--- START OF The data ---

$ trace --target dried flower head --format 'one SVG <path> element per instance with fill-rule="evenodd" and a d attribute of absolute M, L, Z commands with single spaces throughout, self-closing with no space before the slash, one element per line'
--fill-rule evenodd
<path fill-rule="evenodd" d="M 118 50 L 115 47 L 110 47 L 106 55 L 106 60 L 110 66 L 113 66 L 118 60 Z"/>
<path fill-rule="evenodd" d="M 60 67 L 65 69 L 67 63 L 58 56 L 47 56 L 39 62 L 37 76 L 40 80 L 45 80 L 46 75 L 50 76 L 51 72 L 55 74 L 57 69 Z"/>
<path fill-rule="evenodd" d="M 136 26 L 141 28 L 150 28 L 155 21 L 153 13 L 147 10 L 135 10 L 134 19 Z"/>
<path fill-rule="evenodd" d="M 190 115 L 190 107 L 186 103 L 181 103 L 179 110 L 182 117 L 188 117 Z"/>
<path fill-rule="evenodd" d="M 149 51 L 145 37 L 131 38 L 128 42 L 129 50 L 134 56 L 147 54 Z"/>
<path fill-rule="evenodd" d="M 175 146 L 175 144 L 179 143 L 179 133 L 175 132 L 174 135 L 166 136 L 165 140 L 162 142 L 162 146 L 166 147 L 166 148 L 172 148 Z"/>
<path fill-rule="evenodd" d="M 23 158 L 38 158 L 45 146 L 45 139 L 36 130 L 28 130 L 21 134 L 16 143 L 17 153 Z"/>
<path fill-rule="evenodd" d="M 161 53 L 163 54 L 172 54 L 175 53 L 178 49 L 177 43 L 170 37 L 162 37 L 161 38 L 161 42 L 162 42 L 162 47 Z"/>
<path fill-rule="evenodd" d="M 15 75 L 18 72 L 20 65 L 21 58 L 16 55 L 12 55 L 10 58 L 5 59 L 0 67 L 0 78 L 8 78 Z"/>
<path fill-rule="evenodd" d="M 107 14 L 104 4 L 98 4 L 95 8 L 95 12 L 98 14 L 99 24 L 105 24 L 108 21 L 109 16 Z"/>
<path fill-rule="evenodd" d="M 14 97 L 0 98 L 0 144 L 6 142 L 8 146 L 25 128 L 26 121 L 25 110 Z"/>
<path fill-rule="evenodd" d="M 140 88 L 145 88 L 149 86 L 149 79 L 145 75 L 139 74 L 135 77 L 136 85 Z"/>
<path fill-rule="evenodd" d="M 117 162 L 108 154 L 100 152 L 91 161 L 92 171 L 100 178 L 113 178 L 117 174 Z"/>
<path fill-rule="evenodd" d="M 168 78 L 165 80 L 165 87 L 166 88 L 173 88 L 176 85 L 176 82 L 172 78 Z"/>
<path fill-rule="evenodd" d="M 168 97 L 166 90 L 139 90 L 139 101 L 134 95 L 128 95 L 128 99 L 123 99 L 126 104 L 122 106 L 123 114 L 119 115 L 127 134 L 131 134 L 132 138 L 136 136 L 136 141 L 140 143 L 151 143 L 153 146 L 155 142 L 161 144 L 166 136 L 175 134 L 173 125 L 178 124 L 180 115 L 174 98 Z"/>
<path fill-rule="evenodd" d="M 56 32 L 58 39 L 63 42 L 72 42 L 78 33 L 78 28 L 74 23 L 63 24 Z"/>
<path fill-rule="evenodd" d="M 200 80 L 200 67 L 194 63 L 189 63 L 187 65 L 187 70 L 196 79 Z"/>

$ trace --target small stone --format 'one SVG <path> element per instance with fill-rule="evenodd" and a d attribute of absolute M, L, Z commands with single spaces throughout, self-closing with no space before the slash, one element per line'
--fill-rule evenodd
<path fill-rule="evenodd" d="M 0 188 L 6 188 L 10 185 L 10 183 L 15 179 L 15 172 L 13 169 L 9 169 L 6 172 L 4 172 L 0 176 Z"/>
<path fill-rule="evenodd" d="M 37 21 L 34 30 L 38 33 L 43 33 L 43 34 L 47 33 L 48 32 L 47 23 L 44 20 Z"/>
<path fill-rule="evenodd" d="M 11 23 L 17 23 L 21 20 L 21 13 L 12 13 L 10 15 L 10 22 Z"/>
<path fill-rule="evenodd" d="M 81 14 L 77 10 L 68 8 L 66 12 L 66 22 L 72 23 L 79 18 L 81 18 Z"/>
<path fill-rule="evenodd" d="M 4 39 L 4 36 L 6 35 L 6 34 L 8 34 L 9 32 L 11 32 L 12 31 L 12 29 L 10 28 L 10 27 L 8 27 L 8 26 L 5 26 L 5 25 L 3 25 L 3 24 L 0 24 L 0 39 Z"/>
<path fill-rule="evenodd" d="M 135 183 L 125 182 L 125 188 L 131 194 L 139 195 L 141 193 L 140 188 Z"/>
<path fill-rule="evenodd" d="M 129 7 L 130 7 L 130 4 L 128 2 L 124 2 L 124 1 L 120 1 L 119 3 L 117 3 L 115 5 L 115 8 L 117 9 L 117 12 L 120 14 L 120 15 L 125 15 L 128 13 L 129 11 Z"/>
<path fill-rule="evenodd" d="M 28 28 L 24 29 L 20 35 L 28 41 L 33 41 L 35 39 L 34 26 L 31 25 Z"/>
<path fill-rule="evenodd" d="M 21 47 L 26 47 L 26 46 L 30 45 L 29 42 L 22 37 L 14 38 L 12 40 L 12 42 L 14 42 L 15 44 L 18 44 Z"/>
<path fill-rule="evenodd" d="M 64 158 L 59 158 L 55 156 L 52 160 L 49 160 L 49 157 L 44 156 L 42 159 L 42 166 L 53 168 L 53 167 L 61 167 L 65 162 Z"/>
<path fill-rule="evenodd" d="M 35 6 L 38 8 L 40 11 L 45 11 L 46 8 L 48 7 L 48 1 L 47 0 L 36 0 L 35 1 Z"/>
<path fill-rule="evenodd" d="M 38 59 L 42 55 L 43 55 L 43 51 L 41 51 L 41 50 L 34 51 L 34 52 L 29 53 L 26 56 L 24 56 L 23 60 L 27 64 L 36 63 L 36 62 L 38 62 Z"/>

--- END OF The data ---

## [Task]
Copy every line of the records above without changing anything.

## [Answer to the problem]
$ trace --target dried flower head --format 'one SVG <path> element per instance with fill-rule="evenodd" and a d attribute of absolute M, L, Z commands with single spaces throughout, self-closing with no space before the slash, one element per line'
--fill-rule evenodd
<path fill-rule="evenodd" d="M 118 50 L 115 47 L 110 47 L 106 55 L 106 60 L 110 66 L 113 66 L 118 60 Z"/>
<path fill-rule="evenodd" d="M 60 67 L 65 69 L 67 63 L 58 56 L 47 56 L 39 62 L 37 76 L 40 80 L 45 80 L 46 75 L 50 76 L 51 72 L 55 74 L 57 69 Z"/>
<path fill-rule="evenodd" d="M 136 26 L 141 28 L 150 28 L 155 21 L 153 13 L 147 10 L 135 10 L 134 19 Z"/>
<path fill-rule="evenodd" d="M 190 115 L 190 107 L 186 103 L 181 103 L 179 110 L 182 117 L 188 117 Z"/>
<path fill-rule="evenodd" d="M 149 51 L 145 37 L 131 38 L 128 42 L 129 50 L 134 56 L 147 54 Z"/>
<path fill-rule="evenodd" d="M 175 146 L 175 144 L 179 143 L 179 133 L 175 132 L 174 135 L 166 136 L 165 140 L 162 142 L 162 146 L 166 147 L 166 148 L 172 148 Z"/>
<path fill-rule="evenodd" d="M 23 158 L 38 158 L 45 146 L 45 139 L 36 130 L 28 130 L 21 134 L 16 143 L 17 153 Z"/>
<path fill-rule="evenodd" d="M 161 53 L 163 54 L 172 54 L 175 53 L 178 49 L 177 43 L 170 37 L 162 37 L 161 38 L 161 42 L 162 42 L 162 47 Z"/>
<path fill-rule="evenodd" d="M 15 75 L 18 72 L 20 65 L 21 58 L 16 55 L 12 55 L 10 58 L 5 59 L 0 67 L 0 78 L 8 78 Z"/>
<path fill-rule="evenodd" d="M 107 14 L 104 4 L 98 4 L 95 8 L 95 12 L 98 14 L 99 24 L 105 24 L 108 21 L 109 16 Z"/>
<path fill-rule="evenodd" d="M 14 97 L 0 98 L 0 144 L 6 142 L 8 146 L 25 128 L 26 121 L 25 110 Z"/>
<path fill-rule="evenodd" d="M 140 88 L 145 88 L 149 86 L 149 79 L 145 75 L 139 74 L 135 77 L 136 85 Z"/>
<path fill-rule="evenodd" d="M 117 162 L 108 154 L 100 152 L 91 161 L 92 171 L 100 178 L 113 178 L 117 174 Z"/>
<path fill-rule="evenodd" d="M 168 78 L 165 80 L 165 87 L 166 88 L 173 88 L 176 85 L 176 82 L 172 78 Z"/>
<path fill-rule="evenodd" d="M 168 97 L 166 90 L 139 90 L 139 101 L 134 95 L 128 95 L 128 99 L 123 99 L 126 104 L 122 106 L 123 114 L 119 115 L 127 134 L 131 134 L 132 138 L 136 136 L 136 141 L 140 143 L 151 143 L 153 146 L 155 142 L 161 144 L 166 136 L 175 134 L 173 125 L 178 124 L 180 115 L 174 98 Z"/>
<path fill-rule="evenodd" d="M 56 32 L 58 39 L 63 42 L 72 42 L 78 33 L 78 28 L 74 23 L 63 24 Z"/>
<path fill-rule="evenodd" d="M 200 80 L 200 67 L 194 63 L 189 63 L 187 65 L 187 70 L 196 79 Z"/>

$ trace --target small stone --format 'one SVG <path> element per instance with fill-rule="evenodd" and a d attribute of absolute M, L, Z commands with single spaces throughout, self-closing with no space before the slash, one element per line'
--fill-rule evenodd
<path fill-rule="evenodd" d="M 0 188 L 6 188 L 10 185 L 10 183 L 15 179 L 15 172 L 13 169 L 9 169 L 6 172 L 4 172 L 0 176 Z"/>
<path fill-rule="evenodd" d="M 37 21 L 34 30 L 38 33 L 43 33 L 43 34 L 47 33 L 48 32 L 47 23 L 44 20 Z"/>
<path fill-rule="evenodd" d="M 11 23 L 17 23 L 21 20 L 21 13 L 12 13 L 10 15 L 10 22 Z"/>
<path fill-rule="evenodd" d="M 81 14 L 77 10 L 68 8 L 66 12 L 66 22 L 72 23 L 79 18 L 81 18 Z"/>
<path fill-rule="evenodd" d="M 4 39 L 4 36 L 6 35 L 6 34 L 8 34 L 9 32 L 11 32 L 12 31 L 12 29 L 10 28 L 10 27 L 8 27 L 8 26 L 5 26 L 5 25 L 3 25 L 3 24 L 0 24 L 0 39 Z"/>
<path fill-rule="evenodd" d="M 135 183 L 125 182 L 125 188 L 131 194 L 139 195 L 141 193 L 140 188 Z"/>
<path fill-rule="evenodd" d="M 129 7 L 130 7 L 130 4 L 128 2 L 124 2 L 124 1 L 120 1 L 119 3 L 117 3 L 115 5 L 115 8 L 117 9 L 117 12 L 120 14 L 120 15 L 125 15 L 128 13 L 129 11 Z"/>
<path fill-rule="evenodd" d="M 28 28 L 24 29 L 20 35 L 28 41 L 33 41 L 35 39 L 34 26 L 31 25 Z"/>
<path fill-rule="evenodd" d="M 21 47 L 26 47 L 26 46 L 30 45 L 29 42 L 22 37 L 14 38 L 12 40 L 12 42 L 14 42 L 15 44 L 18 44 Z"/>
<path fill-rule="evenodd" d="M 64 158 L 59 158 L 55 156 L 52 160 L 49 160 L 49 157 L 44 156 L 42 159 L 42 166 L 53 168 L 53 167 L 61 167 L 65 162 Z"/>
<path fill-rule="evenodd" d="M 35 6 L 38 8 L 40 11 L 45 11 L 46 8 L 48 7 L 48 1 L 47 0 L 36 0 L 35 1 Z"/>
<path fill-rule="evenodd" d="M 38 59 L 42 55 L 43 55 L 43 51 L 41 51 L 41 50 L 34 51 L 34 52 L 29 53 L 26 56 L 24 56 L 23 60 L 27 64 L 36 63 L 36 62 L 38 62 Z"/>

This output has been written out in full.